— START OF Article —
WWW.iflscience.com/technology/new-wind-turbine-looks-tree-coming-paris

Thanks! This is exactly what I was imagining doing. Maybe not exactly, because I was imagining regular propellers not something like their nice vertical propellers. I was also thinking to have small turbines attached to each propeller.

But now I'm puzzled more because most of the replies I got told me that small propellers won't work because they make what is simple more complicated. But it seems that small propellers work well and it is good and feasible idea.

 

[russ_watters]

But now I'm puzzled more because most of the replies I got told me that small propellers won't work because they make what is simple more complicated. But it seems that small propellers work well and it is good and feasible idea.

Nobody said they wouldn't work, just that they wouldn't work better than conventional turbines. You should probably try comparing the cost and power output of one of those trees to a single turbine of comparable size.

 

[Jax Dax]

Just to give you an estimate, 1 m2 of air produces about 1kW of power in theory. There are many mitigating factors to be taken into consideration.
Betz law describes it well, for propeller systems. He says all systems can only use 59% of the energy out of the wind. However when it comes to HWAT It seems all theories are vague at best and the calculations mind boggling. It really is a chicken and egg scenario and the man with the money gets what he believes is the best even if its not.
Why do we want big turbines? Its what we taught at school, big is better. Our mindset is the fault not the manufacturers, 1000s of little turbine need a huge maintenance crew, 1 big turbine needs a handful. Would you rather control a work force of say 5 vs 5000? off subject I agree, I apologize.
According to the math a turbine irrespective of size will be as efficient as each other when mounted in good positions. All turbines will use 59% of the energy within reason of course. Therefore all blade driven turbines will operate within those perameters.
I have always wondered why they don't have a row of propeller followed by a row of Savonius turbines.

 

[mfb]

Just to give you an estimate, 1 m2 of air produces about 1kW of power in theory.

That would need more than 10 m/s wind speed on average, between 5 and 6 on the Beaufort scale. Certainly not the average wind speed in most areas.

 

[Jax Dax]

That would need more than 10 m/s wind speed on average, between 5 and 6 on the Beaufort scale. Certainly not the average wind speed in most areas.

Betz law describes it well, for propeller systems. He says all systems can only use 59% of the energy out of the wind.
— END OF Article —
— START OF Data rows —
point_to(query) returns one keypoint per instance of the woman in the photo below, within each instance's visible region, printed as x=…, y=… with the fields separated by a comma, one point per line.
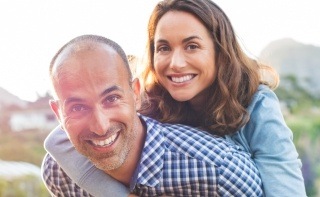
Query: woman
x=197, y=74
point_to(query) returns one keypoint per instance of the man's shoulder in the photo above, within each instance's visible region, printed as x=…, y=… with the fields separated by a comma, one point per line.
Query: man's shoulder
x=57, y=181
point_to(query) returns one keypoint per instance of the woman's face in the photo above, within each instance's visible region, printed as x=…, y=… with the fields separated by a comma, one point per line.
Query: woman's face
x=184, y=56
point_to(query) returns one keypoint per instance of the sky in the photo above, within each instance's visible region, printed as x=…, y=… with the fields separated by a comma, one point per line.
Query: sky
x=32, y=31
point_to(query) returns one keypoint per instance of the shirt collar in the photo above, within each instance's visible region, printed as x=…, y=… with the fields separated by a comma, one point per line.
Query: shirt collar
x=149, y=171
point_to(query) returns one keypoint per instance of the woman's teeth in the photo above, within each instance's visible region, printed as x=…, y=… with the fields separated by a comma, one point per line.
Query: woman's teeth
x=105, y=142
x=182, y=79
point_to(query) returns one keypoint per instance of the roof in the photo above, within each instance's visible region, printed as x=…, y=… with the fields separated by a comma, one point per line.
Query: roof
x=12, y=169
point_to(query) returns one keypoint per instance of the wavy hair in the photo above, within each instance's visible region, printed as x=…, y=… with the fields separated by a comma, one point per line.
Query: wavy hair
x=238, y=75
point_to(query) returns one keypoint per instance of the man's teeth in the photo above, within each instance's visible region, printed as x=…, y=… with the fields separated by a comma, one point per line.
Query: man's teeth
x=181, y=79
x=105, y=142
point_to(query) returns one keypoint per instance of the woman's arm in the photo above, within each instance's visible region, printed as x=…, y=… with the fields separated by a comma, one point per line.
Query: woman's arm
x=80, y=169
x=267, y=137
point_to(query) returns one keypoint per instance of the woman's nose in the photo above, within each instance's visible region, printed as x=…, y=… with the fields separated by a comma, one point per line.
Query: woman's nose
x=177, y=60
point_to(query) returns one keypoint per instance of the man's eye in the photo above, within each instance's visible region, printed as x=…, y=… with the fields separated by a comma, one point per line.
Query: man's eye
x=192, y=46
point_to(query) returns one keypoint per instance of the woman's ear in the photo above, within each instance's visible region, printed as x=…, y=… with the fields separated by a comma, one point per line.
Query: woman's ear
x=136, y=90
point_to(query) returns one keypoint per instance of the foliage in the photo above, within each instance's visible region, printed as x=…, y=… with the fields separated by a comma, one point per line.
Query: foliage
x=24, y=146
x=22, y=187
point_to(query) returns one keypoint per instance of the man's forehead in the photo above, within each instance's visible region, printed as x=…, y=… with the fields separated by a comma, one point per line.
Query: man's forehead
x=77, y=48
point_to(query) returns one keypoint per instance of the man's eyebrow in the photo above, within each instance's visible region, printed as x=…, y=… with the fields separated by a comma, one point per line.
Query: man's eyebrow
x=111, y=89
x=72, y=100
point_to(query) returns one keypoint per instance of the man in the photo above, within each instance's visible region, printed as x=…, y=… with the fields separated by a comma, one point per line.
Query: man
x=96, y=103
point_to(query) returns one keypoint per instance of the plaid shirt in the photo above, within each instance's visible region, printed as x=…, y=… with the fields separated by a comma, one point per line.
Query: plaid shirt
x=178, y=160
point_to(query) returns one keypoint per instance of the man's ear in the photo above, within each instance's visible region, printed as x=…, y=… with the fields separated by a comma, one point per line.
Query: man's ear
x=136, y=91
x=54, y=104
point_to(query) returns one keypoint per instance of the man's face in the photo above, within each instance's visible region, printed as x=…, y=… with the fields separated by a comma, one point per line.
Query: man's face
x=97, y=105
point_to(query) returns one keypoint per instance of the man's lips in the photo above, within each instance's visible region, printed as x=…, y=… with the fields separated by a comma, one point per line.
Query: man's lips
x=106, y=141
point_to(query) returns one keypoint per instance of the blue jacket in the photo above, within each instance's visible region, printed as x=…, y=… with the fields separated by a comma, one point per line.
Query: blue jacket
x=269, y=140
x=266, y=136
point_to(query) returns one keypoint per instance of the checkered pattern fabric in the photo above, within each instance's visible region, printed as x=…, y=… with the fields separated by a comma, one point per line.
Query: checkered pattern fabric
x=178, y=161
x=57, y=181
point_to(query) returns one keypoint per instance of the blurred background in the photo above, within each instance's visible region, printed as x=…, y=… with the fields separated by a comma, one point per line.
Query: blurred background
x=284, y=34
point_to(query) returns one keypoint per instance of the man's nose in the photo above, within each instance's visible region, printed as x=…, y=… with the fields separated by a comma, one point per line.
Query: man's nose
x=100, y=122
x=178, y=61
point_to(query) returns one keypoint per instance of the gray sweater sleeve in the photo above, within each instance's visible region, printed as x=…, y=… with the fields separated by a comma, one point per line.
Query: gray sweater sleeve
x=80, y=169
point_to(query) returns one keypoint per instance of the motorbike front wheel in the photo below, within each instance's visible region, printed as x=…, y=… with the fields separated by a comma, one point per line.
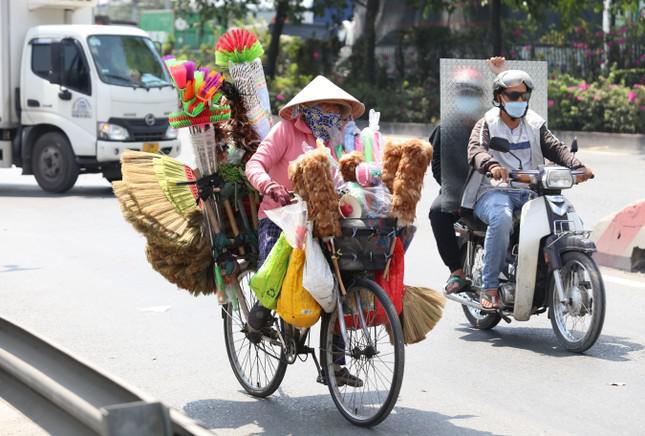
— END OF Data rows —
# Exercise aim
Reproduce the portion of the wind turbine thread that begins with "Why do we want" and ends with "agree, I apologize.", changing "maintenance crew" to "repair team".

# Answer to the task
Why do we want big turbines? Its what we taught at school, big is better. Our mindset is the fault not the manufacturers, 1000s of little turbine need a huge repair team, 1 big turbine needs a handful. Would you rather control a work force of say 5 vs 5000? off subject I agree, I apologize.